Goal of the exercise: Omit every picture and return the rest of the data unaltered.

Exercise data:
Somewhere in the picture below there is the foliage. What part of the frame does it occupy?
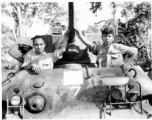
[90,2,102,13]
[88,2,152,70]
[118,2,151,70]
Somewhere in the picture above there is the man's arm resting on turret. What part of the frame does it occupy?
[58,32,69,56]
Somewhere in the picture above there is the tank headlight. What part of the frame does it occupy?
[10,95,21,106]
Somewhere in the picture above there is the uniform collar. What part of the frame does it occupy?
[102,43,112,49]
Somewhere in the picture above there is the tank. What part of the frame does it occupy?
[2,2,152,119]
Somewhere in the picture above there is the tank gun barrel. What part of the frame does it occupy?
[68,2,75,43]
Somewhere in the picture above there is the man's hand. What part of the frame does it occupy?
[32,64,41,73]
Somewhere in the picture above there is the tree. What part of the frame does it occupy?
[90,2,102,13]
[1,2,67,38]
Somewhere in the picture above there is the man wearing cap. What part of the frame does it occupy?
[22,31,68,73]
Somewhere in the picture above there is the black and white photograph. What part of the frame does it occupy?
[0,0,152,120]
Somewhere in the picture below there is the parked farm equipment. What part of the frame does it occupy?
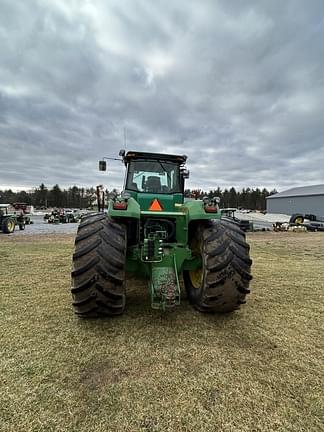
[71,150,252,317]
[289,213,324,231]
[44,209,81,224]
[0,204,26,234]
[220,207,253,232]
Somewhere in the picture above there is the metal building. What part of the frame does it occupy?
[267,184,324,216]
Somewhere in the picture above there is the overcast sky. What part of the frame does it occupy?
[0,0,324,190]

Result:
Somewhere in the picture below there is the foliage. What part of the frame does it occupy?
[90,2,102,13]
[88,2,152,70]
[118,2,151,70]
Somewhere in the picture above there is the man's arm resting on turret. What part of the frame does it occupy?
[58,32,69,56]
Somewhere in the picture above there is the tank headlight. What part of the frame does it occupy?
[10,95,21,106]
Somewhere in the picture above there is the uniform collar. What part of the frame does it occupy?
[102,43,112,49]
Somewhere in the picture above there is the tank. What part of the frame does it occupy?
[2,2,152,119]
Somewhere in the picture above there is the tank gun barrel. What part of the frame does it occupy?
[68,2,75,43]
Somewhere in the picture above there is the man's hand. What part of the frame does it occupy?
[32,64,41,73]
Somewhere in the picture above there is the tree. What part of the frame does it occupy?
[90,2,102,13]
[1,2,67,38]
Somewhere in the picture above there is the man wearing cap. What part of the frame does it occupy?
[22,31,68,73]
Somewhere in the picture above there is the black and white photograph. What part of the frame does it occupy?
[0,0,152,120]
Somewhere in the picture below there is the parked farm equipment. What part of the frame does it occupy?
[71,150,252,317]
[289,213,324,231]
[44,209,81,224]
[0,204,26,234]
[220,207,253,232]
Somewhere in the picture above there is the metal building. What part of the frame does it occupy?
[267,184,324,216]
Somewhere in the picture above there is the overcast sky. What part of the frame does it occupy?
[0,0,324,190]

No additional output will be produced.